文書抜粋
========
あんなところに、港をちょっと出たところに建物が建つ!って言ったら確かにざわつくかもしれないね。

大和さん: 前もあそこ、海ですからね。完全に。

伸一: あ、なんか聞いた。コミセンの前までずっと・・・

順子さん: 海だったって。私が来たとき、もう埋め立ては始まってたけど、でも堤防とかはあんなキレイになくて。

伸一: だってみんな『ゼロ番地』って呼ぶもんね。

大和さん: 『ゼロ番地』は・・・そうそう、海の上の埋め立てた辺りを『ゼロ番地』。

伸一: 交流館は住所とかあるんですか?

大和さん: 多分あったはず。新しく追加してると思う。『ゼロ番地』は所有者不明でなんとなく埋め立てられた場所がいくつかあって。

伸一: じゃあ、違うんだ。全部が『ゼロ番地』じゃないんだ。

大和さん: ないです。行政がきちっと主導して作ったエリアと、そうじゃない自然発生的に出来た土地だとまた違う。

伸一: じゃあ、暫く時々来てたっていう時期があって、2010年を迎えて。

順子さん: で、瀬戸芸があって。私とかから見ると・・・恐ろしいほど人が来て(笑)。

大和さん: 最初はすごかった。

順子さん: 今まで『めおん』とか、高松からこっちに来る船に乗ってても、そんなに・・・そこまで満員にはならない。必ず空席があるような状態だったのが、瀬戸内国際芸術祭の時にはもう・・・難民船みたいに(笑)。
========
データセット内容
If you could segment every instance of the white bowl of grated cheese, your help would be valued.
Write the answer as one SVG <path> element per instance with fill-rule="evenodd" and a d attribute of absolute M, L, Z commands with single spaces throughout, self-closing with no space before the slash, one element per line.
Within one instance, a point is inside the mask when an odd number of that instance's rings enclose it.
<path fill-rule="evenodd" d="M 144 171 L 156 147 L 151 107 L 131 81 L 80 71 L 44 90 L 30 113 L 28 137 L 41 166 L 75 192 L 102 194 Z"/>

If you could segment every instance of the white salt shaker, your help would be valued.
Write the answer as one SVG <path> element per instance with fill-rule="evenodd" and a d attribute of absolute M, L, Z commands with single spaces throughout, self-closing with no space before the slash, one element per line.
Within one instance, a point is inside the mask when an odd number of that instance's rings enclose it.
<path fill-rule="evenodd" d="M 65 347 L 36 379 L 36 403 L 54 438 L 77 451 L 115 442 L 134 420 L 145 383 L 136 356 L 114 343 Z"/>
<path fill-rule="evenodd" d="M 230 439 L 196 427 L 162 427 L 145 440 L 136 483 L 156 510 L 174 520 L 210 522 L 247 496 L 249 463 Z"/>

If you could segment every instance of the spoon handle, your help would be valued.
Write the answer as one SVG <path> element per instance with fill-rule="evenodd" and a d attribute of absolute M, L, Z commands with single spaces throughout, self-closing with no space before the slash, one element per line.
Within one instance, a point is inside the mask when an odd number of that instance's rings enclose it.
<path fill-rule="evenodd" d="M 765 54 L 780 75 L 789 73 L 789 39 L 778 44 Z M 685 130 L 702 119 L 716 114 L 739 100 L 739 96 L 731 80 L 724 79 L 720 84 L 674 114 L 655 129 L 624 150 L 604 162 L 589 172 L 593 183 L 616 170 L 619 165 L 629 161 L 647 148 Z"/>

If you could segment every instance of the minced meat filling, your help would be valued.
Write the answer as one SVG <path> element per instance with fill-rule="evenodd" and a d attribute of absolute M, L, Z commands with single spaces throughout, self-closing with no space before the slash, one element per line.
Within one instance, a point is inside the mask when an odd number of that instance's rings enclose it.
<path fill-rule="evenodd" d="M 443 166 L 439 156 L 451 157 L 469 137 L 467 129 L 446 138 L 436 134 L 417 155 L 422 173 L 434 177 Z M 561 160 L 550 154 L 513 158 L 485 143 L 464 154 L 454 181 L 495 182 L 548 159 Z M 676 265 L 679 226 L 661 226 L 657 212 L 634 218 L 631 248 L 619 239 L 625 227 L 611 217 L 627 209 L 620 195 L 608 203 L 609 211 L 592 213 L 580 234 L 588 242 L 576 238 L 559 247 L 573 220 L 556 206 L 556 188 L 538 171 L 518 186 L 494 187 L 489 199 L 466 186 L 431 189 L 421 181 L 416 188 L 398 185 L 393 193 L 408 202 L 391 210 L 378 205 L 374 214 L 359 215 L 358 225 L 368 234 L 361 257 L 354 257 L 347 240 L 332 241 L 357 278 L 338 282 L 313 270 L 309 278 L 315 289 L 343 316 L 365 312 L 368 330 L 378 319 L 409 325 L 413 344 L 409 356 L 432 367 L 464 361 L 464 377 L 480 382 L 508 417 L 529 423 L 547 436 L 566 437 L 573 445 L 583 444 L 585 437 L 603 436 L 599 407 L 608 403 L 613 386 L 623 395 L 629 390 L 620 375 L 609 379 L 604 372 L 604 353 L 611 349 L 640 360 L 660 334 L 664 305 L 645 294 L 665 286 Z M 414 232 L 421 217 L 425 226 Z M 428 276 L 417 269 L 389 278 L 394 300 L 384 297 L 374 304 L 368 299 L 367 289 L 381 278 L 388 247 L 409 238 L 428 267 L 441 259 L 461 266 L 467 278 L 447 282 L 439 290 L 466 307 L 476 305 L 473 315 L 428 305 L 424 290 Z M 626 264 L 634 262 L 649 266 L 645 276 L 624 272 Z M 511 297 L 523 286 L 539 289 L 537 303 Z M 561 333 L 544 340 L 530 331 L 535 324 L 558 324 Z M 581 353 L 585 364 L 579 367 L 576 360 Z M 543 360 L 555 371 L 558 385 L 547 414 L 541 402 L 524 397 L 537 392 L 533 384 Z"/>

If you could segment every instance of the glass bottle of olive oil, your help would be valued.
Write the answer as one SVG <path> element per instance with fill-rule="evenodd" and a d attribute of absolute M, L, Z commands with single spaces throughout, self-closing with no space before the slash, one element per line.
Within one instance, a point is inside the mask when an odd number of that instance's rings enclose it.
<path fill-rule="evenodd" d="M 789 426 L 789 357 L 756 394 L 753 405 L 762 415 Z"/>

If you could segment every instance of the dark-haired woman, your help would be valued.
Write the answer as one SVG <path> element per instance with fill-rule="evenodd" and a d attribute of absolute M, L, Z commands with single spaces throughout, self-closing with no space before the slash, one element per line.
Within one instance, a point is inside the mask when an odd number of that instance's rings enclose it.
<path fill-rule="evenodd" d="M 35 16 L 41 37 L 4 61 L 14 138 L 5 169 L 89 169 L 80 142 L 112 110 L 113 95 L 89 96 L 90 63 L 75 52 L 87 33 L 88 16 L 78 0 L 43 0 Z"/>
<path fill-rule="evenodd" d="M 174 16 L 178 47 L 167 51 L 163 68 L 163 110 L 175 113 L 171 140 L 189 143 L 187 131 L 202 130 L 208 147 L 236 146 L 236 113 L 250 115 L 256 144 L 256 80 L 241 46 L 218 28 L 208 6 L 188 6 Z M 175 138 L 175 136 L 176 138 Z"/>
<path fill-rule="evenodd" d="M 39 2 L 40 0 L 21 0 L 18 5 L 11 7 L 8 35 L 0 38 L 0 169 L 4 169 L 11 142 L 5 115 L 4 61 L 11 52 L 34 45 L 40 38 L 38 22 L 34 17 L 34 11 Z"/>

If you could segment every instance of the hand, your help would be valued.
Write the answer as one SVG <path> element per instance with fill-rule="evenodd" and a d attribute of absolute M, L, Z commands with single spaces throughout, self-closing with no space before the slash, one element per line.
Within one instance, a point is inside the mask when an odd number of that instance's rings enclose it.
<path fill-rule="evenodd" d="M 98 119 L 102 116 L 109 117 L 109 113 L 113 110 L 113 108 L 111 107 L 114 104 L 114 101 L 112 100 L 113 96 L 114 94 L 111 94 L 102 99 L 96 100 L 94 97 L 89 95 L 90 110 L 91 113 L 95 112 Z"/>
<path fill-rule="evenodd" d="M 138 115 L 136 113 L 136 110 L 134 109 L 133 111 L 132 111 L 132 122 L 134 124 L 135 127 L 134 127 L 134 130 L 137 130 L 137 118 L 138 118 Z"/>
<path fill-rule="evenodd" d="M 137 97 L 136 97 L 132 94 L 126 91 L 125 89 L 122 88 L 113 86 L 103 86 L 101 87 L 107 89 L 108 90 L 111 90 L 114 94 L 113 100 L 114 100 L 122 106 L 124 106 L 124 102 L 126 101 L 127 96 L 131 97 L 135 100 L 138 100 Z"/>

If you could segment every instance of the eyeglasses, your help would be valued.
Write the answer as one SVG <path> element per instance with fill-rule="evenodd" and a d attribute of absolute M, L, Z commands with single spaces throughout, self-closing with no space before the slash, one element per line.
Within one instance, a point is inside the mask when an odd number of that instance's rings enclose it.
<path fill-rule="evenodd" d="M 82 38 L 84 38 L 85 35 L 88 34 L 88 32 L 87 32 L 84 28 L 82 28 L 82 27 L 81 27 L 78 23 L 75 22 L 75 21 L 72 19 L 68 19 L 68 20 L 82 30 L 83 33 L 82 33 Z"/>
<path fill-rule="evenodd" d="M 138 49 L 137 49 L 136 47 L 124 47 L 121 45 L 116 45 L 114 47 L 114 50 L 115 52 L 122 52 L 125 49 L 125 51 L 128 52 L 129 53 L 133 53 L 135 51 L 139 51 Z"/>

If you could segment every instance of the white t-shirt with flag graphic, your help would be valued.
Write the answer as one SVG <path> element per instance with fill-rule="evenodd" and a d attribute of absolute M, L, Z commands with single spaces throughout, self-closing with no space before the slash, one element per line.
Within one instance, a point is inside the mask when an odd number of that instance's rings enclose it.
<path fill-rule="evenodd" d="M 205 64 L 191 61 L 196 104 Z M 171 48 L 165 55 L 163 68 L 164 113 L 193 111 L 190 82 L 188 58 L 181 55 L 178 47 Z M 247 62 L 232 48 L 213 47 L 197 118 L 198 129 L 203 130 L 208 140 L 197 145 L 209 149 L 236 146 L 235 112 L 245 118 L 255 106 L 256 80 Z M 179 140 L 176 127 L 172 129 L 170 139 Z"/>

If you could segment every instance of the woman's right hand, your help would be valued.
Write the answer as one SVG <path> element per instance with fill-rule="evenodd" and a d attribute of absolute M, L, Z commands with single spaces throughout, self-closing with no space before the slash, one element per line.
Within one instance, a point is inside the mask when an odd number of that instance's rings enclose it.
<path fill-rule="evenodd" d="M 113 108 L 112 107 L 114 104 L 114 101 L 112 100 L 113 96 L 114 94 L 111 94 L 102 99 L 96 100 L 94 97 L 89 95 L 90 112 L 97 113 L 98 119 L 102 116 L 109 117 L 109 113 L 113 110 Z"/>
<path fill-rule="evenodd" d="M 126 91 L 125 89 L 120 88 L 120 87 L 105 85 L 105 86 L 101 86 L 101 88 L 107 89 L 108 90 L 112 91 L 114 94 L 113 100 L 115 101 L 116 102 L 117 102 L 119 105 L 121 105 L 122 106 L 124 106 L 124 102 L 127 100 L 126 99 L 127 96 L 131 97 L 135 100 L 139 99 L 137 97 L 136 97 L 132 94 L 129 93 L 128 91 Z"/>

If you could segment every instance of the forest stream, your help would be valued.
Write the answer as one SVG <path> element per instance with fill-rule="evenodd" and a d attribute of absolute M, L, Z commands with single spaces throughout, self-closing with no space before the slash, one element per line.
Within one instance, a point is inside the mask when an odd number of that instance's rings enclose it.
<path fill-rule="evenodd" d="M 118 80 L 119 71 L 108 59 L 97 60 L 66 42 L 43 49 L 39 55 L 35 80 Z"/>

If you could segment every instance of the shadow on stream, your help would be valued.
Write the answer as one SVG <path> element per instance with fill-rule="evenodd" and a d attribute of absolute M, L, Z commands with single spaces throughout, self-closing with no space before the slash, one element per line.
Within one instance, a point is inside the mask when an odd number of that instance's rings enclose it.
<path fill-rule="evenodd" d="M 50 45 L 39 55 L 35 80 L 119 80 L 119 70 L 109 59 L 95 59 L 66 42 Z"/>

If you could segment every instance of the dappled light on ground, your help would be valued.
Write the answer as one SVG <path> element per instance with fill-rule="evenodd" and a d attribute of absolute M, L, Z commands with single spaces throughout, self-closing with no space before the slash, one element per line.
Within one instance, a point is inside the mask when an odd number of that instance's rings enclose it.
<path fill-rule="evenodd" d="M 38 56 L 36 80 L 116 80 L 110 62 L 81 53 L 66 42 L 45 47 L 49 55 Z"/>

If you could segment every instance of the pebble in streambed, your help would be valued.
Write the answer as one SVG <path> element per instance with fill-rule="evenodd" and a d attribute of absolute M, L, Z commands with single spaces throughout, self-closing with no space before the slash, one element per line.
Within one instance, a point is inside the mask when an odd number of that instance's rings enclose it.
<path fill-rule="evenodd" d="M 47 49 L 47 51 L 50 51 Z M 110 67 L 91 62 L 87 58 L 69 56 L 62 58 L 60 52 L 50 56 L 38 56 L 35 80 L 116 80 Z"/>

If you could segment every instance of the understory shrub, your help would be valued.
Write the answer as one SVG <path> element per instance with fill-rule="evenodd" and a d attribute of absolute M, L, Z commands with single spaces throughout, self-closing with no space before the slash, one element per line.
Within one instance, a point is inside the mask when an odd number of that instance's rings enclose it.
========
演習課題 A
埋め立てについての会話の「伸一: 交流館は住所とかあるんですか?」から「恐ろしいほど人が来て(笑)。」までをすべて、「行政」を「自治体」に改めて更新した形で示してください。
演習課題 B
埋め立てについての会話に登場する発言者の名前を、会話中の表記どおりにすべて挙げてください。
演習課題 C
埋め立てと瀬戸芸についての会話を、最後の発言の後から先へ書き進めてください。

課題の解答 A
伸一: 交流館は住所とかあるんですか?

大和さん: 多分あったはず。新しく追加してると思う。『ゼロ番地』は所有者不明でなんとなく埋め立てられた場所がいくつかあって。

伸一: じゃあ、違うんだ。全部が『ゼロ番地』じゃないんだ。

大和さん: ないです。自治体がきちっと主導して作ったエリアと、そうじゃない自然発生的に出来た土地だとまた違う。

伸一: じゃあ、暫く時々来てたっていう時期があって、2010年を迎えて。

順子さん: で、瀬戸芸があって。私とかから見ると・・・恐ろしいほど人が来て(笑)。

課題の解答 B
大和さん、伸一、順子さん

課題の解答 C
めおんに人がたくさん乗ってくる様子。
めおんに人がたくさん乗ってくる様子。

伸一: 人口が「200人です」とか「100何十人です」って時に、『めおん』一艘で・・・300人ぐらい乗ってくるわけで(笑)。

順子さん: そうそうそうそう(笑)。

伸一: それでブワーッっと乗って出てくる。で、帰りの人がまたズラーッっと並んでて。それが1日5回もあるとかってさー。

順子さん: でもその時はまだ「来る人」だったから。住んでたわけじゃないから「なんかすごかったねー」「すごいねー」みたいな。

大和さん: まだ部外者の。

順子さん: そんな感じで見てて。大和さんはなんか、それぐらいから島のことをソワソワと考えるようになったのかなーって。

大和さん: ソワソワと。

(全員:・・・・・・(笑)。)

伸一: 今、大和さんが服に付いてる・・・なんていうのオニノヤを取り始めた(笑)。

大和さん: イノシシが入ってきたのをちょっと見てて、それで多分(笑)。

伸一: ちょっといいですか?(笑)
「今日これ(Podcast)やりましょう」ってなって、その前に「コーヒーとかあったらいいよね」ってダモンテさんとこにコーヒーとかお茶とか頼んでさ。そしたら薪を割り始めるでしょ?寒いからって。で、イノシシが石垣を崩した塀を直しに行く(笑)。でオニノヤを拭きながら録音とか(笑)。

薪割りの図
薪割りの図

大和さん: ちょっと・・・まあオニノヤついてたらちょっと失礼かなと思って。

(全員:(笑))

真理子: ここにも付いてますよ(笑)。

大和さん: いや、でもまあ。2010年の時もちょうど・・・僕たち私たち、大阪芸術大学っていう辺鄙な大学・・・

伸一: なんか染め物でしょう?

大和さん: 染織。民芸かな。一応そういうことをやってたので、自分の地元、島でトリエンナーレが開催されるっていうのはけっこう衝撃があって。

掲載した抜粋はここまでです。